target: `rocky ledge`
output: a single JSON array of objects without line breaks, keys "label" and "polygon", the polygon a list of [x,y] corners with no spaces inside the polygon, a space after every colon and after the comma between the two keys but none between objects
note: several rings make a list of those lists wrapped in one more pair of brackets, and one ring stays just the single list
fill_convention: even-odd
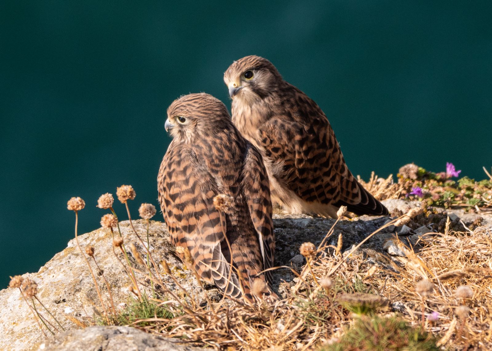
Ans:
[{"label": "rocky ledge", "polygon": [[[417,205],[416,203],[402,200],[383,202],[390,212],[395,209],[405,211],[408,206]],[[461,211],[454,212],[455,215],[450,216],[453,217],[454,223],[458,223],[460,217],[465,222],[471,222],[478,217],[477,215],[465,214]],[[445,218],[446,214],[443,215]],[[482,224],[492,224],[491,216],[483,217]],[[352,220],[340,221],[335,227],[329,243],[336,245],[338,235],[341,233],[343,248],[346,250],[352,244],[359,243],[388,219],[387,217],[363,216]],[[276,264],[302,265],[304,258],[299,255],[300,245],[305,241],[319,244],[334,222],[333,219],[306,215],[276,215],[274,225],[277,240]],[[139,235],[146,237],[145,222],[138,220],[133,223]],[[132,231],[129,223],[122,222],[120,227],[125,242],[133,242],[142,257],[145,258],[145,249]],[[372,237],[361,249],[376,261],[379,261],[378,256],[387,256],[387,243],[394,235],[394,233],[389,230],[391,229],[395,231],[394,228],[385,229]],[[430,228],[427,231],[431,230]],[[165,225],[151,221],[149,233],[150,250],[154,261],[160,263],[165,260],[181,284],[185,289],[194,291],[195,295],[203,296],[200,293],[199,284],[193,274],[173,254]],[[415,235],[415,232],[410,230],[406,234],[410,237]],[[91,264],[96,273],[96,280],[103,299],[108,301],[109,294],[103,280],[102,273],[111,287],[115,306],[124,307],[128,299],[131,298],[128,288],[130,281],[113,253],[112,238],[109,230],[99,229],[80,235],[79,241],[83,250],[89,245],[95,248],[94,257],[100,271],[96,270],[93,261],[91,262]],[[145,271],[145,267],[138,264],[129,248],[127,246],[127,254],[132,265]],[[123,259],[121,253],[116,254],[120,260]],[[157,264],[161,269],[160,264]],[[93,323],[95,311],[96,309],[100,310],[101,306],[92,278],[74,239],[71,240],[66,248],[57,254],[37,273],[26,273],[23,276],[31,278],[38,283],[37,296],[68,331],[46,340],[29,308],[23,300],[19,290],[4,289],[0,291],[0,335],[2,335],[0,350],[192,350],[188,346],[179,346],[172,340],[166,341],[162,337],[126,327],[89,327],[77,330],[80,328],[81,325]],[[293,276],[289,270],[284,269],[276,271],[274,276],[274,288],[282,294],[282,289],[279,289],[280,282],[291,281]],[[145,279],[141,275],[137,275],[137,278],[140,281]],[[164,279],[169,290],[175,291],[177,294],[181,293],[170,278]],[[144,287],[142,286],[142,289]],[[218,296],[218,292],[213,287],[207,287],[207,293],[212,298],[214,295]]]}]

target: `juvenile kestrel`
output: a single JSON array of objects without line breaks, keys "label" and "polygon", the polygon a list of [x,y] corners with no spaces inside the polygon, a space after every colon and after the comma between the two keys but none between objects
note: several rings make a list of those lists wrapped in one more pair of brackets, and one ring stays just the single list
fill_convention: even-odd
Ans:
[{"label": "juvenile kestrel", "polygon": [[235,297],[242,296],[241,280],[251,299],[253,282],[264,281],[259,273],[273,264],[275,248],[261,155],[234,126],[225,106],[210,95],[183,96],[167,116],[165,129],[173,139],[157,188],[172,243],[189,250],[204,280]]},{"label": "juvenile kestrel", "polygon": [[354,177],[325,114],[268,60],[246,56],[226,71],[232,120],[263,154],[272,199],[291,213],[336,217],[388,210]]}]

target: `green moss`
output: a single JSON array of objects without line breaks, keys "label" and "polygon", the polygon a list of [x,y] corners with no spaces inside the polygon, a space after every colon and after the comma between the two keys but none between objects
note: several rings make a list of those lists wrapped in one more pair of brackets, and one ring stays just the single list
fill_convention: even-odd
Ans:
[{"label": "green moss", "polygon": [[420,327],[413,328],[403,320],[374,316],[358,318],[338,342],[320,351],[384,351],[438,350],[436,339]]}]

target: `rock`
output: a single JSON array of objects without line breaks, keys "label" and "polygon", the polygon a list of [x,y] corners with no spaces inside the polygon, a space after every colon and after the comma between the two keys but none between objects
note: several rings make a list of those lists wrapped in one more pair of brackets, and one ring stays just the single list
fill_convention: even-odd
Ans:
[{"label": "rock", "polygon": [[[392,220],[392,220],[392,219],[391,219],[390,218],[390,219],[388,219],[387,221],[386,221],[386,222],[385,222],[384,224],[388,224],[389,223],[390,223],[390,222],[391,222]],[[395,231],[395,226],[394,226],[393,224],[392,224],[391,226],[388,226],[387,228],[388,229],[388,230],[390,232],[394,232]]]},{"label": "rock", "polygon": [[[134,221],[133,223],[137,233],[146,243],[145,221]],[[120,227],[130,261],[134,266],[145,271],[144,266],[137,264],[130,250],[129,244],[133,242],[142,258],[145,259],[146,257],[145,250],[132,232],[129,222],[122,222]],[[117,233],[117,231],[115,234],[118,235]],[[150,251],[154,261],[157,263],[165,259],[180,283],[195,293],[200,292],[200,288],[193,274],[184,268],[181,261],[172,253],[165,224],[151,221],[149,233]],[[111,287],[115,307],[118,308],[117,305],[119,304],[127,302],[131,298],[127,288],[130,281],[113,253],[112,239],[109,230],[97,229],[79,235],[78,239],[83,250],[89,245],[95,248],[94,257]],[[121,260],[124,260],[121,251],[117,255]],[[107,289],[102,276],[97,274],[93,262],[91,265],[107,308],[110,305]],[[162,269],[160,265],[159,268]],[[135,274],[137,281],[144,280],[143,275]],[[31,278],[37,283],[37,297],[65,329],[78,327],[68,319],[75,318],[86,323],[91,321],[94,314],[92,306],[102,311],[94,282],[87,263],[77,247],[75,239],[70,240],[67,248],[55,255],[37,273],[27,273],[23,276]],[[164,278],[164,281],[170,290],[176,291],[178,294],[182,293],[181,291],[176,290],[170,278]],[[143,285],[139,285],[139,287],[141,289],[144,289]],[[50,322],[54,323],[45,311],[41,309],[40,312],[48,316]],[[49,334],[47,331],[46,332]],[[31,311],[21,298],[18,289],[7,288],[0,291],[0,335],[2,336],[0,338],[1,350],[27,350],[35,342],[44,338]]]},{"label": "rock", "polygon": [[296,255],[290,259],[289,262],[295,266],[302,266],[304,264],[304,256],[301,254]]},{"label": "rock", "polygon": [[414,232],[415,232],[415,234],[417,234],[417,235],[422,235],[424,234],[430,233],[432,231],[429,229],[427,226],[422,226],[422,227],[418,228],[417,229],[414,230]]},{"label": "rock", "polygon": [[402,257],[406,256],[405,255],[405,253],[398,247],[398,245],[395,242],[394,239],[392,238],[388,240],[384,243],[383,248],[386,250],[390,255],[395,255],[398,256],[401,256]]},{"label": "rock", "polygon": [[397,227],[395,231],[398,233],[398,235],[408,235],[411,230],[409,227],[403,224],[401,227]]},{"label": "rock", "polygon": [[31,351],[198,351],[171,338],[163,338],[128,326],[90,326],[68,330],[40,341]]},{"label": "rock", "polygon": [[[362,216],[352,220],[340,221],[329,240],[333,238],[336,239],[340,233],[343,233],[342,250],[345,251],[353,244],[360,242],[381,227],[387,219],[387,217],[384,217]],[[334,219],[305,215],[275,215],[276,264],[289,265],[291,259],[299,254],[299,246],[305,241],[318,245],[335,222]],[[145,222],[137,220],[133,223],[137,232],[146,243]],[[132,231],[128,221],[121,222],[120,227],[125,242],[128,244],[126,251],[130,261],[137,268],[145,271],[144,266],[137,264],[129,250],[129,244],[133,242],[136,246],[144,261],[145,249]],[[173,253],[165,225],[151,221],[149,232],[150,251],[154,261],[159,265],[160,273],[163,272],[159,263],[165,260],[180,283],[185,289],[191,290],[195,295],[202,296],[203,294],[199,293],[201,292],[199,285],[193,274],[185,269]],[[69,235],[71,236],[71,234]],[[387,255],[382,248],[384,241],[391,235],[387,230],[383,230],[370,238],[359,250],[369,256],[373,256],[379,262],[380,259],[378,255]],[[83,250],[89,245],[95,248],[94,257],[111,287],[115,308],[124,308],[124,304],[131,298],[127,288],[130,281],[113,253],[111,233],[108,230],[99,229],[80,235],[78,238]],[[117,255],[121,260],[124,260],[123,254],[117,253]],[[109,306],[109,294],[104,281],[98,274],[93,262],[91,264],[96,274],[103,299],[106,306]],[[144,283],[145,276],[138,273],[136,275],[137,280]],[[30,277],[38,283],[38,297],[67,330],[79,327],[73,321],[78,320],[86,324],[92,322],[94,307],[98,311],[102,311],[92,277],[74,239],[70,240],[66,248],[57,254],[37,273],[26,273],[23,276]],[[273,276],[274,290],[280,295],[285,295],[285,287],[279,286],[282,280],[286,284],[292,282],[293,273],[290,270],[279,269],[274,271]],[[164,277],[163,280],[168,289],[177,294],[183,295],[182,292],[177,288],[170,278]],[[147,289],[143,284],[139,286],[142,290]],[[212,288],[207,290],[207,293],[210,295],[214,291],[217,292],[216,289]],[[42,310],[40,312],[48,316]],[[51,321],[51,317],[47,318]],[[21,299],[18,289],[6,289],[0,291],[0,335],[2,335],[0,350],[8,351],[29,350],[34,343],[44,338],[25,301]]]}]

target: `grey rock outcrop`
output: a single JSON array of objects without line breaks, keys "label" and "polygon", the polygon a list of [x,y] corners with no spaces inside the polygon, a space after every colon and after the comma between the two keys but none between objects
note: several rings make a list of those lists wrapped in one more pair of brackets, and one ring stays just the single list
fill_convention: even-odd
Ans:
* * *
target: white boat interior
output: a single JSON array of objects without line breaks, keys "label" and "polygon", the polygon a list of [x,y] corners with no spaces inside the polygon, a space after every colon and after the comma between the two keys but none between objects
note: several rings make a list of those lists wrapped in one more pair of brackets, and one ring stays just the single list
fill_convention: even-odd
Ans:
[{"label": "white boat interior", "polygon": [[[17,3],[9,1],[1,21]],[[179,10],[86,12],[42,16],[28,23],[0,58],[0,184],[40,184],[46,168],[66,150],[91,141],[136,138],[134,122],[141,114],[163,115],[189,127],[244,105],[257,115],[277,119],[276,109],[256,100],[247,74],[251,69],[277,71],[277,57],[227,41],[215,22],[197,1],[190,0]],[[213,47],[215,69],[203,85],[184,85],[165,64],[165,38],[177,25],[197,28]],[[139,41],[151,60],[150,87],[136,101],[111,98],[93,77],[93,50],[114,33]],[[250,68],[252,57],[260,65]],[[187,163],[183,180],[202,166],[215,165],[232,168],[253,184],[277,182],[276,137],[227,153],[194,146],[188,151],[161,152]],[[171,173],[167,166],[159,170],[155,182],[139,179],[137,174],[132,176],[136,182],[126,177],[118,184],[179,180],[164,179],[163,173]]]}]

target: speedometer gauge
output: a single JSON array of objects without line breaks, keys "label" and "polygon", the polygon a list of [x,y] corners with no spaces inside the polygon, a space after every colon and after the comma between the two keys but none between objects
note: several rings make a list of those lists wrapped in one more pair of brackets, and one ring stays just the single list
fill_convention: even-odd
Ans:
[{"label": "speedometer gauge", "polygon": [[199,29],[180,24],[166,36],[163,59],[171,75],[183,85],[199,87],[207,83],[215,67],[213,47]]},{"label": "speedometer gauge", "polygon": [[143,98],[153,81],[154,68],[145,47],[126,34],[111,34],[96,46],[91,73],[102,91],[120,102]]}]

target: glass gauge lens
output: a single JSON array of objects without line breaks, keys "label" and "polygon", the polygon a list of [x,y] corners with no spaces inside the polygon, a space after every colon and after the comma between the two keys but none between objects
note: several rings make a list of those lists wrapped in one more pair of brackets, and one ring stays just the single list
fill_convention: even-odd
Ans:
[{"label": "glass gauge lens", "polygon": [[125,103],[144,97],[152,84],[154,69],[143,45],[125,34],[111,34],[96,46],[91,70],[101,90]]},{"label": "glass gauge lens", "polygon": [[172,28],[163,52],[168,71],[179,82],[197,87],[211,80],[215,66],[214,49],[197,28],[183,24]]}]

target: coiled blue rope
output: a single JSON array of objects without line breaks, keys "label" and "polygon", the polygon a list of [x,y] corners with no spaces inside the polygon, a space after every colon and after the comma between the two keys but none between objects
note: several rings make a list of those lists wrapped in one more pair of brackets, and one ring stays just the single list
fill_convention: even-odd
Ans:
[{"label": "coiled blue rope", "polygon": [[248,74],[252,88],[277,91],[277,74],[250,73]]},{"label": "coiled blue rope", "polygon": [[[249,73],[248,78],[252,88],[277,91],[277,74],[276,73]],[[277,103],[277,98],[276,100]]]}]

● What is required: How many lines of the records above contain the word "target"? Reply with the number only.

● Completed exercise: 9